→ **What needs to be done**: Write what comes next in the passage on Hive and Iceberg table partitioning, starting after its final line.

→ **Supplied text**:
---*---
Problems with Hive partitioning:

Partition columns leak into the schema: users must know and specify partition columns in queries
Over-partitioning: daily partitions on large tables create thousands of tiny directories
No evolution: changing partition strategy requires full table rewrite
User errors: forgetting partition filters causes accidental full table scans

Try Dremio’s Interactive Demo

Explore this interactive demo and see how Dremio's Intelligent Lakehouse enables Agentic AI

Apache Iceberg: Hidden Partitioning and Evolution

Iceberg's partitioning model is architecturally distinct from Hive, Delta, and Hudi:

Hidden Partitioning

Iceberg applies partition transforms automatically, users never see partition columns in queries:

-- Create table with hidden partitioning
CREATE TABLE orders (
  order_id BIGINT,
  customer_id INT,
  order_date TIMESTAMP,
  amount DECIMAL(12,2),
  region VARCHAR
)
PARTITION BY (month(order_date), bucket(16, customer_id));

Queries don't reference partition columns:

-- Iceberg automatically prunes to the correct month partition
SELECT * FROM orders WHERE order_date BETWEEN '2024-03-01' AND '2024-03-31';

There's no risk of accidental full table scans because the query engine always evaluates partition transforms against the WHERE clause. See Hidden Partitioning detailed look.

Partition Evolution

Iceberg's most unique feature: change the partition strategy without rewriting data:

-- Original: monthly partitioning
ALTER TABLE orders SET PARTITION SPEC (month(order_date));

-- As data grows, switch to daily partitioning
ALTER TABLE orders SET PARTITION SPEC (day(order_date));

-- Add bucket partitioning for high-cardinality columns
ALTER TABLE orders SET PARTITION SPEC (day(order_date), bucket(16, region));

This is a metadata-only operation. Old data retains the original partition spec; new data uses the updated spec. The query planner evaluates both specs during planning, ensuring correct results regardless of when data was written.

Available Partition Transforms

Transform	Input	Output	Example
`year(col)`	Timestamp/Date	Year integer	`year(order_date)` → 2024
`month(col)`	Timestamp/Date	Year-month	`month(order_date)` → 2024-03
`day(col)`	Timestamp/Date	Date	`day(order_date)` → 2024-03-15
`hour(col)`	Timestamp	Date-hour	`hour(event_ts)` → 2024-03-15-14
`bucket(N, col)`	Any	Hash bucket 0..N-1	`bucket(16, id)` → 7
`truncate(L, col)`	String/Int	Truncated value	`truncate(4, zipcode)` → "1002"
---*---
→ **Data rows**:
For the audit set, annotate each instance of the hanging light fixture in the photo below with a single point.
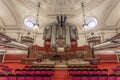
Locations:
(36, 25)
(90, 22)
(32, 22)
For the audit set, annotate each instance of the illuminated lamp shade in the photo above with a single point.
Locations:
(91, 22)
(29, 22)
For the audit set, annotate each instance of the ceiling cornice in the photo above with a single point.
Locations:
(112, 4)
(11, 7)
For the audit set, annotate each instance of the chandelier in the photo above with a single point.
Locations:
(27, 39)
(94, 39)
(32, 22)
(90, 22)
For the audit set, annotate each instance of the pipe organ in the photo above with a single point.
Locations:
(60, 36)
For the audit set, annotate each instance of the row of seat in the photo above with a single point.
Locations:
(39, 66)
(25, 77)
(96, 77)
(88, 66)
(35, 71)
(87, 71)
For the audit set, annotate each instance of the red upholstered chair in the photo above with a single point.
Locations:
(94, 77)
(38, 77)
(75, 77)
(85, 77)
(3, 77)
(118, 77)
(20, 77)
(47, 77)
(103, 77)
(112, 77)
(12, 77)
(29, 77)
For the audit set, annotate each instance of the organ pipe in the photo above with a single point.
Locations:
(53, 37)
(68, 40)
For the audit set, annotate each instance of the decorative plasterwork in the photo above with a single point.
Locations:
(9, 4)
(54, 7)
(110, 7)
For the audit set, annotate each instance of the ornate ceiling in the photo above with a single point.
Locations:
(55, 7)
(13, 13)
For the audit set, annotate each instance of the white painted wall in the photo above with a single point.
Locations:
(39, 40)
(81, 41)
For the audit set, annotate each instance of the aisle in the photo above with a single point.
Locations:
(61, 75)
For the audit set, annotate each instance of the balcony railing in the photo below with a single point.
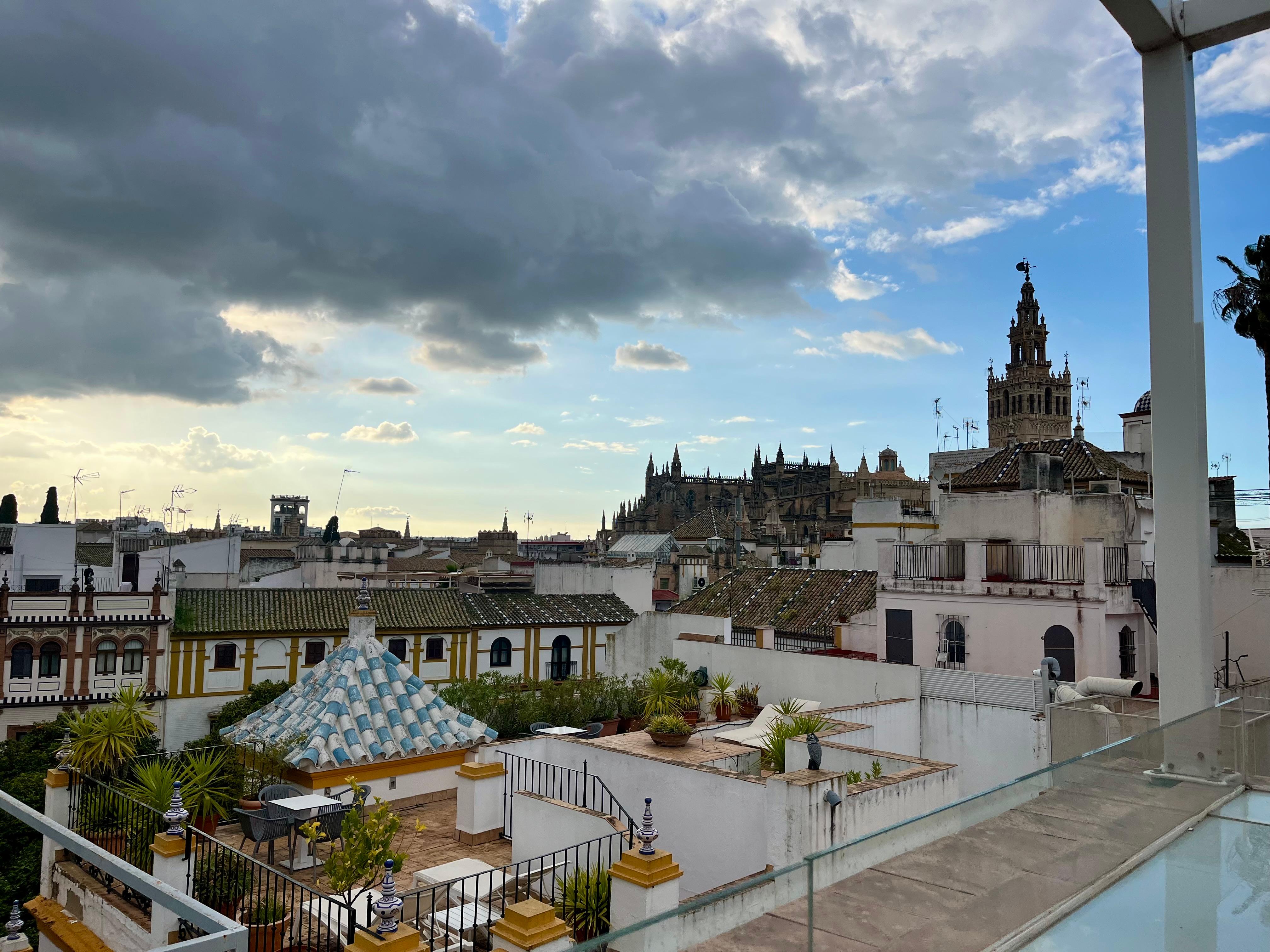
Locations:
(944, 560)
(1009, 562)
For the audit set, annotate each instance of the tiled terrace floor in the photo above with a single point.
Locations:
(423, 848)
(963, 893)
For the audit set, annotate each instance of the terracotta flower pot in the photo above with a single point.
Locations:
(670, 740)
(267, 938)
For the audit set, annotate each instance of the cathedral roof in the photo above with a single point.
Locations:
(708, 524)
(792, 601)
(1083, 461)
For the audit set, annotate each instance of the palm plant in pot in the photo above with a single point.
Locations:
(723, 695)
(670, 730)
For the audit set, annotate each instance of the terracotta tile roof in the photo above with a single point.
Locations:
(215, 611)
(792, 601)
(1083, 461)
(710, 522)
(93, 554)
(361, 704)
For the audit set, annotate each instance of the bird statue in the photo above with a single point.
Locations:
(813, 753)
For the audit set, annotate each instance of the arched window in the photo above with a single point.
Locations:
(51, 660)
(1061, 647)
(562, 653)
(106, 657)
(954, 642)
(1128, 653)
(20, 666)
(134, 657)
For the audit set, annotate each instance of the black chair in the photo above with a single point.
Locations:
(277, 791)
(261, 828)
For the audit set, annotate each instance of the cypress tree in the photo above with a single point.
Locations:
(49, 514)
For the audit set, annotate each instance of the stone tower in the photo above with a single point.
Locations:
(1029, 402)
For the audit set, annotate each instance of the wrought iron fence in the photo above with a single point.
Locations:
(458, 916)
(118, 824)
(745, 638)
(1116, 565)
(279, 910)
(802, 643)
(940, 560)
(1010, 562)
(564, 784)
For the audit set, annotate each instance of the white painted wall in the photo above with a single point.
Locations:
(545, 825)
(993, 745)
(781, 675)
(633, 586)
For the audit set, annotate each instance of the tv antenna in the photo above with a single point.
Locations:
(77, 482)
(343, 477)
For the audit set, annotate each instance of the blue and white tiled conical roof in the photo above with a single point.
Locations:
(358, 706)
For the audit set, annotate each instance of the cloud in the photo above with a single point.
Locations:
(649, 357)
(1233, 146)
(601, 446)
(642, 422)
(394, 386)
(903, 346)
(531, 428)
(848, 286)
(384, 433)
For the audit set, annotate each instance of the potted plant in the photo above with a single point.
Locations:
(221, 880)
(582, 900)
(747, 700)
(724, 695)
(670, 730)
(266, 925)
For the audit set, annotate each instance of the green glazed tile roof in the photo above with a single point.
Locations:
(220, 611)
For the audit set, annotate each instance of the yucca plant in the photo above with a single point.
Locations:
(582, 902)
(781, 730)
---*---
→ **Answer to this problem**:
`void(col)`	Any	Null (removes partitioning)	`void(old_col)` → null

Delta Lake: From Hive-Style to Liquid Clustering

Traditional Delta Partitioning

Delta Lake originally used Hive-style explicit partitioning:

-- Delta Lake traditional partitioning
CREATE TABLE orders (
  order_id BIGINT,
  order_date DATE,
  amount DECIMAL(12,2)
)
USING delta
PARTITIONED BY (order_date);

This requires users to be aware of partition columns and suffers from the same over-partitioning and evolution problems as Hive.

Liquid Clustering (Recent Addition)

Delta Lake added Liquid Clustering to address these limitations:

-- Delta Lake Liquid Clustering
CREATE TABLE orders
USING delta
CLUSTER BY (order_date, region);

Key differences from Iceberg:

Requires OPTIMIZE: Clustering is applied during OPTIMIZE runs, not at write time
Data rewrite required: Changing clustering columns requires rewriting affected data
Not hidden: Users must still be aware of clustering columns for optimal queries
Incremental: Only new/modified data is re-clustered during OPTIMIZE

Apache Hudi: Explicit Partitioning

Hudi uses Hive-compatible explicit partitioning with no evolution support:

-- Hudi partitioning
CREATE TABLE orders (
  order_id BIGINT,
  order_date DATE,
  amount DECIMAL(12,2),
  region STRING
)
USING hudi
PARTITIONED BY (region);

Limitations:

No partition evolution: Changing partition columns requires full table rewrite
No hidden partitioning: Users must include partition columns in queries
No transform support: Partitions must be explicit column values (no month(), bucket())

Comprehensive Comparison

Feature	Apache Iceberg	Delta Lake	Apache Hudi
Hidden partitioning	✅ Full support	❌ Not supported	❌ Not supported
Partition evolution	✅ Metadata-only	⚠️ Liquid Clustering (data rewrite)	❌ Full rewrite required
Partition transforms	✅ 7 transforms	❌ None (explicit columns)	❌ None
Accidental full scan prevention	✅ Automatic	❌ User must know partitions	❌ User must know partitions
Multi-spec support	✅ Old + new specs coexist	❌ Single clustering spec	❌ Single partition spec
Partition pruning	✅ Manifest-level + file-level	✅ Log-level + file-level	✅ Metadata-table-level

Partitioning with Dremio

Dremio uses Iceberg's partitioning to deliver optimal query performance:

Creating Partitioned Tables

-- Dremio CTAS with hidden partitioning
CREATE TABLE nessie.db.orders
PARTITION BY (month(order_date), bucket(8, region))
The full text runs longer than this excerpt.